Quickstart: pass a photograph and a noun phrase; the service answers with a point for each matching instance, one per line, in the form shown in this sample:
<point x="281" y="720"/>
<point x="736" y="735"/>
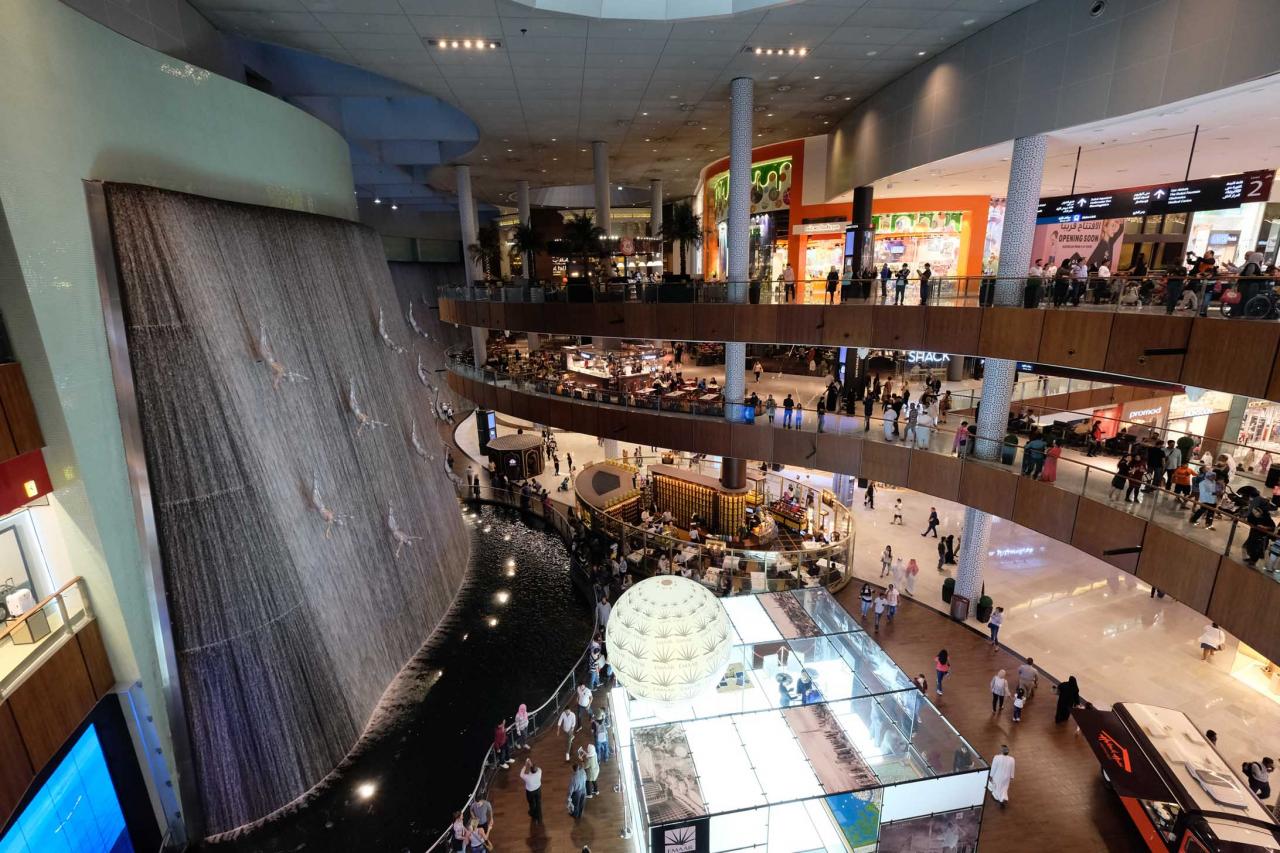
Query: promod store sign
<point x="1208" y="194"/>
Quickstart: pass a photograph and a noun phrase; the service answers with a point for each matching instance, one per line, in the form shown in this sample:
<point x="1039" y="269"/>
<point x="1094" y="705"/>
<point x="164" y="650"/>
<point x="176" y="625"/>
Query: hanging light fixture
<point x="668" y="638"/>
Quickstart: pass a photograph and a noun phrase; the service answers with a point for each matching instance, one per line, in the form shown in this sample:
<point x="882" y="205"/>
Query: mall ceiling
<point x="657" y="91"/>
<point x="1234" y="129"/>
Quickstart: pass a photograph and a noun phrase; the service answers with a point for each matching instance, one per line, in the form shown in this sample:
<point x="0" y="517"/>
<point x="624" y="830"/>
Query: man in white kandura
<point x="1001" y="774"/>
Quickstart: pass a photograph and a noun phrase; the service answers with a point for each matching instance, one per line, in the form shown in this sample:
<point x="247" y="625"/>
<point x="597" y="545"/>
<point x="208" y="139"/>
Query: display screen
<point x="74" y="811"/>
<point x="1207" y="194"/>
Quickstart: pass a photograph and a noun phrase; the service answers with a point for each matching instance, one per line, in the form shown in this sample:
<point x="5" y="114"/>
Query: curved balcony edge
<point x="1202" y="352"/>
<point x="1240" y="598"/>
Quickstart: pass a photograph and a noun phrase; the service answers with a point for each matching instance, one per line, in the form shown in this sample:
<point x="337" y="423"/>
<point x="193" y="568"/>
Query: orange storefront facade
<point x="947" y="231"/>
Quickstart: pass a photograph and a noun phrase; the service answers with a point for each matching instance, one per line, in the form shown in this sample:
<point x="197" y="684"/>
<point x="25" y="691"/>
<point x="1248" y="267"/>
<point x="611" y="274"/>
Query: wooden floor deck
<point x="1056" y="801"/>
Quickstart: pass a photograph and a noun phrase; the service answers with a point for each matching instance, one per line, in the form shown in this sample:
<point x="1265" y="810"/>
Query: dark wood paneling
<point x="713" y="436"/>
<point x="952" y="329"/>
<point x="792" y="447"/>
<point x="899" y="328"/>
<point x="676" y="322"/>
<point x="96" y="662"/>
<point x="1247" y="603"/>
<point x="1133" y="334"/>
<point x="754" y="442"/>
<point x="839" y="454"/>
<point x="885" y="463"/>
<point x="987" y="488"/>
<point x="1010" y="333"/>
<point x="935" y="474"/>
<point x="1235" y="355"/>
<point x="848" y="325"/>
<point x="1183" y="569"/>
<point x="1075" y="338"/>
<point x="1100" y="528"/>
<point x="713" y="322"/>
<point x="16" y="771"/>
<point x="1046" y="509"/>
<point x="51" y="702"/>
<point x="800" y="323"/>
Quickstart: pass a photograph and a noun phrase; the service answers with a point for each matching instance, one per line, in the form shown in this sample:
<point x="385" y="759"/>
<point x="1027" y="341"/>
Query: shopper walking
<point x="592" y="766"/>
<point x="941" y="667"/>
<point x="567" y="725"/>
<point x="999" y="690"/>
<point x="1211" y="641"/>
<point x="1028" y="678"/>
<point x="993" y="624"/>
<point x="1068" y="697"/>
<point x="1001" y="774"/>
<point x="933" y="523"/>
<point x="576" y="790"/>
<point x="1260" y="776"/>
<point x="533" y="778"/>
###
Try it: From the first line to the last, return the records exactly and leave the pictures behind.

Answer to this exercise:
Quickstart: pass a photograph and a noun phrase; the service answers with a point for each matching instance, one per line, in the form shown in this sample:
<point x="281" y="720"/>
<point x="736" y="735"/>
Query: promod store sign
<point x="1208" y="194"/>
Quickstart: pass a photograph and a noun phrase; the service answers with a point for each matching instance, one per line, in the form shown in this sample:
<point x="1039" y="269"/>
<point x="1094" y="705"/>
<point x="164" y="650"/>
<point x="176" y="625"/>
Query: hanging light fixture
<point x="668" y="638"/>
Quickstart: pass a photograph and a noun phrase; the service answers with a point for each matching instance, one per line, in the form shown in this sample:
<point x="882" y="205"/>
Query: mall ceiling
<point x="657" y="91"/>
<point x="1234" y="129"/>
Quickstart: pass a photograph and a noun phrase; the service answers with a point for each matching instance, one per line, in the form shown in this sample:
<point x="0" y="517"/>
<point x="624" y="830"/>
Query: man in white kandura
<point x="1001" y="774"/>
Quickstart: pass a photograph and a noun phrase; the service answers with a point for each matching instance, one per line, in the form shown in this sample:
<point x="247" y="625"/>
<point x="597" y="545"/>
<point x="208" y="139"/>
Query: display screen
<point x="74" y="811"/>
<point x="1207" y="194"/>
Quickstart: pass a photograph and a noun phrase; the service answers with a point for each matching instance, one per line, in the form shown in this sample:
<point x="5" y="114"/>
Query: curved balcony edge
<point x="1202" y="352"/>
<point x="1240" y="598"/>
Quickstart: pass a photograph and a noun phrase; the service answers with a point for each matching instance, one per line, in the form shown in this sample:
<point x="337" y="423"/>
<point x="193" y="568"/>
Query: orange storefront facade
<point x="947" y="231"/>
Quickstart: pass a photograph and a noun phrase; the service answers with a point for each matching instance, one per line, in the form shown in this sample:
<point x="197" y="684"/>
<point x="25" y="691"/>
<point x="1248" y="267"/>
<point x="611" y="274"/>
Query: wooden floor deck
<point x="1056" y="801"/>
Quickstart: pass a photograph and a noun phrase; the service answers with a point for each matching instance, one per line, in the form shown in this sample:
<point x="1265" y="810"/>
Query: dark wood paneling
<point x="713" y="436"/>
<point x="952" y="329"/>
<point x="792" y="447"/>
<point x="899" y="328"/>
<point x="676" y="322"/>
<point x="96" y="662"/>
<point x="1247" y="603"/>
<point x="1133" y="334"/>
<point x="754" y="442"/>
<point x="839" y="454"/>
<point x="885" y="463"/>
<point x="987" y="488"/>
<point x="1010" y="333"/>
<point x="935" y="474"/>
<point x="1235" y="355"/>
<point x="848" y="325"/>
<point x="1183" y="569"/>
<point x="1075" y="338"/>
<point x="1100" y="528"/>
<point x="713" y="322"/>
<point x="16" y="771"/>
<point x="1046" y="509"/>
<point x="51" y="702"/>
<point x="800" y="323"/>
Quickstart: pass a photograph and a noun phrase; the service answers with a point for each matching instance, one per line, in the form shown in this sample:
<point x="385" y="759"/>
<point x="1027" y="341"/>
Query: shopper walking
<point x="592" y="766"/>
<point x="941" y="667"/>
<point x="567" y="725"/>
<point x="999" y="690"/>
<point x="1211" y="641"/>
<point x="1028" y="678"/>
<point x="993" y="624"/>
<point x="1068" y="697"/>
<point x="1001" y="774"/>
<point x="933" y="523"/>
<point x="576" y="790"/>
<point x="1260" y="776"/>
<point x="533" y="778"/>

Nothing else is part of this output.